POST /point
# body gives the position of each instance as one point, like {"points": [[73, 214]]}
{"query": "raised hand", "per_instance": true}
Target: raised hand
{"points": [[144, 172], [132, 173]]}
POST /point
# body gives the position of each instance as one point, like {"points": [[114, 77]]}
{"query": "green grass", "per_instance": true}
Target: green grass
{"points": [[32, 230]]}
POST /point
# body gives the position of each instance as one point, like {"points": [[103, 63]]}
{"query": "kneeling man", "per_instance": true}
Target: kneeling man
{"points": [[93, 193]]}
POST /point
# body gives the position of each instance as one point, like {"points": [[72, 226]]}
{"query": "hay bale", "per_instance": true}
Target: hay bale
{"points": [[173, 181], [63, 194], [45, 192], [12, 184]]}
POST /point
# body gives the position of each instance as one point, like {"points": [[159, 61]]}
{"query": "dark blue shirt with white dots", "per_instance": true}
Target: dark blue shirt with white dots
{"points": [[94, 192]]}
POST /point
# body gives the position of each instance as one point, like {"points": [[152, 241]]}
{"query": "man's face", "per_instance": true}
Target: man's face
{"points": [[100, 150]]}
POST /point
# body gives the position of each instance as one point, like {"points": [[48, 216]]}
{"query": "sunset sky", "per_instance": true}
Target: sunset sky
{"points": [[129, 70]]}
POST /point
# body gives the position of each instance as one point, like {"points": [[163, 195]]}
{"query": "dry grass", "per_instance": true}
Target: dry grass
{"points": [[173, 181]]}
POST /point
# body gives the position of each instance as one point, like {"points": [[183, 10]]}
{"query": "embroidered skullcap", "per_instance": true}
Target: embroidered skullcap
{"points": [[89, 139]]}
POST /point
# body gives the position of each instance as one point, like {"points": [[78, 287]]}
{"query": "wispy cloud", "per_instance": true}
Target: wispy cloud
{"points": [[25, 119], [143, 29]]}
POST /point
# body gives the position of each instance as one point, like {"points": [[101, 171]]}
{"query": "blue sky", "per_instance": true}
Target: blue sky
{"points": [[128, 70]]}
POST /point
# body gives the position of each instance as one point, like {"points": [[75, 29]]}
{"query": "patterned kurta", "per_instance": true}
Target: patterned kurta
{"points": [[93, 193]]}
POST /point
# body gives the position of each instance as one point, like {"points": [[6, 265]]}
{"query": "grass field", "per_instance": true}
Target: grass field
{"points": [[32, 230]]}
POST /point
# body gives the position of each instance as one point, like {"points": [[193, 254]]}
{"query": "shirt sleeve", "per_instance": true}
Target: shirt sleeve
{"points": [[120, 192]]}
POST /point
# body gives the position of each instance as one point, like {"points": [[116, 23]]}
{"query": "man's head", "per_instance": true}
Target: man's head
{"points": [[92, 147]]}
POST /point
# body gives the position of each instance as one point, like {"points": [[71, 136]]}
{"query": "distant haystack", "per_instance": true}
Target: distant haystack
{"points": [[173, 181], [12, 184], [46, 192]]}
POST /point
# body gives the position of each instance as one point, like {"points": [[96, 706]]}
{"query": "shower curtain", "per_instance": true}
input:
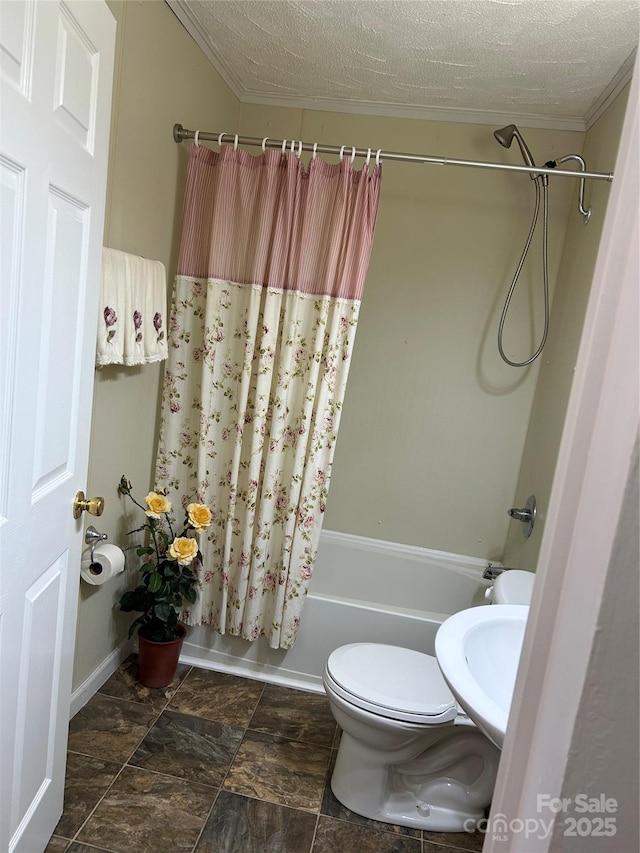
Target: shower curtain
{"points": [[272, 264]]}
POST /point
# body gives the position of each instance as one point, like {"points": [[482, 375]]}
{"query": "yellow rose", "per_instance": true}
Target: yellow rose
{"points": [[183, 550], [199, 516], [157, 504]]}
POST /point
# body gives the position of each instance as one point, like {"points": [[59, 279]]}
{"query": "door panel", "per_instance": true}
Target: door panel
{"points": [[56, 63]]}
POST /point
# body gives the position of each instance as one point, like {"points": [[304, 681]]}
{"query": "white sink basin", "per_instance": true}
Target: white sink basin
{"points": [[478, 651]]}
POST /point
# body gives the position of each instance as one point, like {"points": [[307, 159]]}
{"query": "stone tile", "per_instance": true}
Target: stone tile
{"points": [[333, 835], [458, 840], [280, 771], [57, 844], [189, 747], [217, 696], [149, 813], [332, 807], [86, 782], [294, 714], [239, 825], [109, 728], [124, 684]]}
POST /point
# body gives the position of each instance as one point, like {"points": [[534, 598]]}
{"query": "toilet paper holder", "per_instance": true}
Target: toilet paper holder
{"points": [[93, 537]]}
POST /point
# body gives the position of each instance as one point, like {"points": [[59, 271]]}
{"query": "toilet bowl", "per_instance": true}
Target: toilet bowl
{"points": [[408, 754]]}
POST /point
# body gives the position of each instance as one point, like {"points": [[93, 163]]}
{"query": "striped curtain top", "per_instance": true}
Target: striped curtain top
{"points": [[270, 221]]}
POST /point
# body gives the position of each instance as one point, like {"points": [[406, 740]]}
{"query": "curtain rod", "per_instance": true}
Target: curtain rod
{"points": [[181, 133]]}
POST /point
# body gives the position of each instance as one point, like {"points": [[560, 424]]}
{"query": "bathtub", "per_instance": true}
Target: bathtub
{"points": [[362, 590]]}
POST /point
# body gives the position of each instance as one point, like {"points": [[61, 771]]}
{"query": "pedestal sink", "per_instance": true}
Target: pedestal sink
{"points": [[478, 651]]}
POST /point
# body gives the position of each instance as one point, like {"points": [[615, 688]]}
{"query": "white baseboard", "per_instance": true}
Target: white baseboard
{"points": [[102, 673]]}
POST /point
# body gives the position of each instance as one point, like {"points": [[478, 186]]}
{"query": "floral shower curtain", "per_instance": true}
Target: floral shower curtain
{"points": [[272, 263]]}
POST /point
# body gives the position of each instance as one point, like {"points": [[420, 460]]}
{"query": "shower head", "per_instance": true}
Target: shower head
{"points": [[505, 137]]}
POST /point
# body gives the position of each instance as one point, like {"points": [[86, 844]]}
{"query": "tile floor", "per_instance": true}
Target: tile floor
{"points": [[215, 763]]}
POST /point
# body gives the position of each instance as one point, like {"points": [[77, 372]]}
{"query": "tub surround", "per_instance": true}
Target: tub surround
{"points": [[389, 593]]}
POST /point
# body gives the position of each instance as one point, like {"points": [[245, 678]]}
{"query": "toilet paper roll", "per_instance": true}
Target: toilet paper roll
{"points": [[108, 560]]}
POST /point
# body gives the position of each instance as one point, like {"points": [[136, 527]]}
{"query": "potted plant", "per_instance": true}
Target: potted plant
{"points": [[169, 578]]}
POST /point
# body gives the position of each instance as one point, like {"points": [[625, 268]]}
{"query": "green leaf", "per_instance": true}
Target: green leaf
{"points": [[155, 582], [163, 611]]}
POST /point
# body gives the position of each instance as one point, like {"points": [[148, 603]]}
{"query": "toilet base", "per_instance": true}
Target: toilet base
{"points": [[403, 809], [430, 791]]}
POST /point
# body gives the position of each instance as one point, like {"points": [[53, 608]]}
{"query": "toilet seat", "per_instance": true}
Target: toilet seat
{"points": [[392, 682]]}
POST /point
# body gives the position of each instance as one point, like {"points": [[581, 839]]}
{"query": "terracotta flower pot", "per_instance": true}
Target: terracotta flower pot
{"points": [[158, 662]]}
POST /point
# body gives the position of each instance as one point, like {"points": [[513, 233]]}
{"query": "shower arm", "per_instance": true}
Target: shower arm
{"points": [[585, 213]]}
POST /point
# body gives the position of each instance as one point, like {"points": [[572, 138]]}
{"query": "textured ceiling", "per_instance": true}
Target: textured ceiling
{"points": [[541, 61]]}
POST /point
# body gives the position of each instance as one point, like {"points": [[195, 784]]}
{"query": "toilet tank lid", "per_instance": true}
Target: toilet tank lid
{"points": [[393, 678], [513, 587]]}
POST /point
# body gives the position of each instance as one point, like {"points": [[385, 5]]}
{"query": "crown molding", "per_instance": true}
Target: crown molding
{"points": [[199, 35], [447, 114], [612, 91], [444, 114]]}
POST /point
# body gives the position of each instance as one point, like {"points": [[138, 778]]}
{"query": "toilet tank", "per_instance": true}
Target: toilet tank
{"points": [[513, 586]]}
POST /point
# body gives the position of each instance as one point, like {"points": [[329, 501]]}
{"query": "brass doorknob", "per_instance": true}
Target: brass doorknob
{"points": [[94, 506]]}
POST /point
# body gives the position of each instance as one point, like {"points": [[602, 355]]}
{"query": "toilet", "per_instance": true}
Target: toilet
{"points": [[408, 754]]}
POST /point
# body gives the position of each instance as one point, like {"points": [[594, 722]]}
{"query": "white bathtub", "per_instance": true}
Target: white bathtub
{"points": [[362, 590]]}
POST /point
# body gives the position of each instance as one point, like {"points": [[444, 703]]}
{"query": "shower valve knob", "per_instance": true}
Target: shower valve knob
{"points": [[520, 514]]}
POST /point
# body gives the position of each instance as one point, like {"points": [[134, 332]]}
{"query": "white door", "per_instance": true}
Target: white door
{"points": [[56, 63]]}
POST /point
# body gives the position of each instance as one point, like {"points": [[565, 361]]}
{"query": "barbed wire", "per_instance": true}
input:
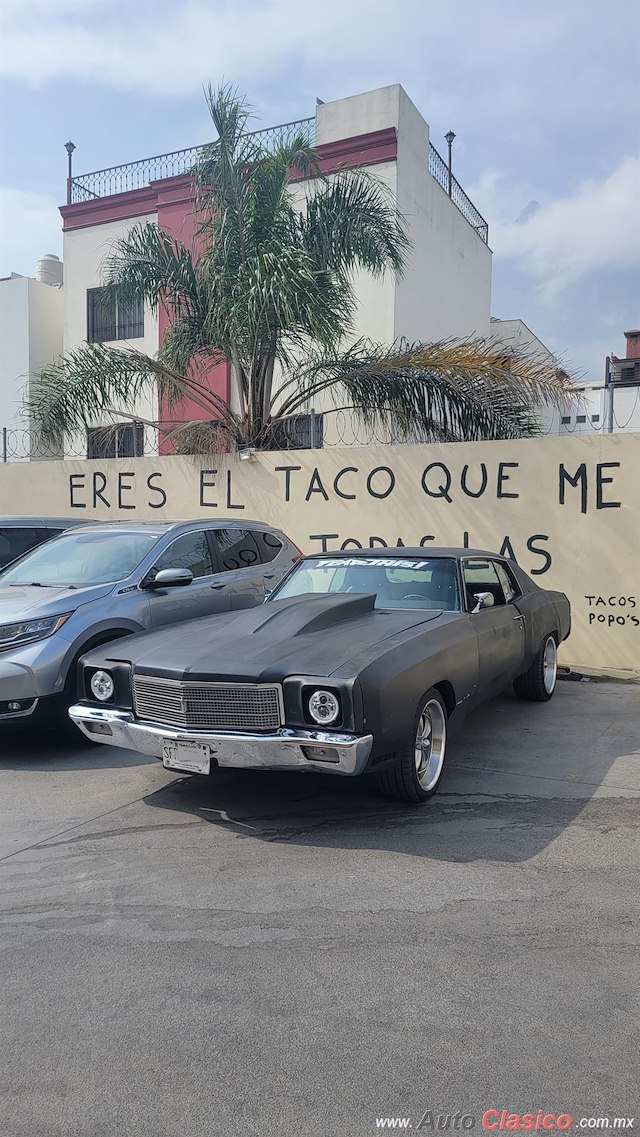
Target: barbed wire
{"points": [[300, 432]]}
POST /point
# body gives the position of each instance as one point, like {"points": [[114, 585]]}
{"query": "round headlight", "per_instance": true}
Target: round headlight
{"points": [[102, 686], [324, 707]]}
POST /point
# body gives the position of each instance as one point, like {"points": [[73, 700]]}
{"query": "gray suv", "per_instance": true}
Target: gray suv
{"points": [[19, 534], [102, 581]]}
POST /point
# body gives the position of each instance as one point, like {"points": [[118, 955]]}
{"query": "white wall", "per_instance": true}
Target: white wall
{"points": [[446, 290], [14, 348], [31, 337], [84, 251]]}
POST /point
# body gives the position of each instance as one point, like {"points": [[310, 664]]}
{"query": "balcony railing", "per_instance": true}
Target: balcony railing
{"points": [[440, 171], [136, 175]]}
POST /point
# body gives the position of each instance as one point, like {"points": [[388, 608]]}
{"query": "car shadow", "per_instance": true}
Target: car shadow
{"points": [[23, 747], [517, 774]]}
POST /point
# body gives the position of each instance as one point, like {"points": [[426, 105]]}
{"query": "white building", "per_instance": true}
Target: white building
{"points": [[446, 290], [613, 405], [31, 337]]}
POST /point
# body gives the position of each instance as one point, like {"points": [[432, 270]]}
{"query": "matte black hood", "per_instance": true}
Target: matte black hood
{"points": [[306, 636]]}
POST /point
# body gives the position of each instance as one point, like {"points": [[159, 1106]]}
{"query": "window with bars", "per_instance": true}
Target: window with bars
{"points": [[300, 432], [122, 442], [110, 318]]}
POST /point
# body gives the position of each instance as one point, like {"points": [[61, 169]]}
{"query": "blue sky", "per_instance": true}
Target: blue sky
{"points": [[543, 98]]}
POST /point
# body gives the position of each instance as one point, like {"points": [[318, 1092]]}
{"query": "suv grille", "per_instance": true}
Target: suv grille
{"points": [[208, 706]]}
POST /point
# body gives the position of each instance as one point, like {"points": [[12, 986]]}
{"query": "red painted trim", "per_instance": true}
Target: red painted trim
{"points": [[346, 154], [102, 210], [362, 150]]}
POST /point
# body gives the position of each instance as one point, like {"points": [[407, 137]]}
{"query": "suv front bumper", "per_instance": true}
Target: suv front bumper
{"points": [[329, 752]]}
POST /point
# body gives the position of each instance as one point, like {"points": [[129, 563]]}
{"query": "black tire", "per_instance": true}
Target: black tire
{"points": [[539, 682], [401, 779]]}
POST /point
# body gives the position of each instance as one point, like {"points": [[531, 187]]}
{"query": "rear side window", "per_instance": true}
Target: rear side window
{"points": [[268, 545], [238, 548], [16, 541], [508, 581]]}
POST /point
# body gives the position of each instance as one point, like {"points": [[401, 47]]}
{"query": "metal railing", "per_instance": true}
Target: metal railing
{"points": [[136, 175], [440, 171]]}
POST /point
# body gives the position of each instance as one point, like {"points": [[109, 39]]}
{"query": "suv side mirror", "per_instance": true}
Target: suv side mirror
{"points": [[483, 600], [168, 578]]}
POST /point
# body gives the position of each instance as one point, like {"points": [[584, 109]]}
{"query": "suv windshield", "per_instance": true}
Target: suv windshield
{"points": [[397, 582], [81, 558]]}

* * * * * * *

Collect each line of the records above that contains the word "mirror".

• RESPONSE
{"query": "suv side mirror", "per_instance": true}
Target: suv side mirror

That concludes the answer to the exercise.